** Opening INPUT DATA block **
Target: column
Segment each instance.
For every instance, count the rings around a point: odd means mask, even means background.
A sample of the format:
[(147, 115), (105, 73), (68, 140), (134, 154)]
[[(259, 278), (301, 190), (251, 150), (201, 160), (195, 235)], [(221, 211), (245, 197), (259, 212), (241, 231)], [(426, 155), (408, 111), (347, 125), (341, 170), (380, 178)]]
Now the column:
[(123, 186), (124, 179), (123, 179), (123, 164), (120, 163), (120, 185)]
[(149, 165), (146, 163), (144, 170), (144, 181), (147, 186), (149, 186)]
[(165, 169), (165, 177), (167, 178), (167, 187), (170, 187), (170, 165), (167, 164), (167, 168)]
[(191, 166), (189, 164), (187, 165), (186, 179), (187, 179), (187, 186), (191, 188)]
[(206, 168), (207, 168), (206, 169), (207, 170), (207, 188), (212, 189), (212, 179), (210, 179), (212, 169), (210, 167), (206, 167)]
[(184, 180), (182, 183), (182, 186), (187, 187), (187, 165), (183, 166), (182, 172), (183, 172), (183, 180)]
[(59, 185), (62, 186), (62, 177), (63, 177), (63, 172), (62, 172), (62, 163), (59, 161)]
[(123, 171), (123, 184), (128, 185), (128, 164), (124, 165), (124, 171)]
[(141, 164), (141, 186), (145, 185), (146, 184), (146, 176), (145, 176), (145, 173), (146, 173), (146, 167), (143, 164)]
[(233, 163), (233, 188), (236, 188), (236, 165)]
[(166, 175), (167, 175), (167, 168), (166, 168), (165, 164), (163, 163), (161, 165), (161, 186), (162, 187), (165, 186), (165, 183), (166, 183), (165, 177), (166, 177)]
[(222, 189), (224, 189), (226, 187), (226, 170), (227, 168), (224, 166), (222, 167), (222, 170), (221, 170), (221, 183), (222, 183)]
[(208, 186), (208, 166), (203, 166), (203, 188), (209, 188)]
** Closing INPUT DATA block **
GOAL OF THE EXERCISE: Could you say how many lines in the listing contain the string "instance"? Only the number, please.

RESULT OF THIS EXERCISE: 2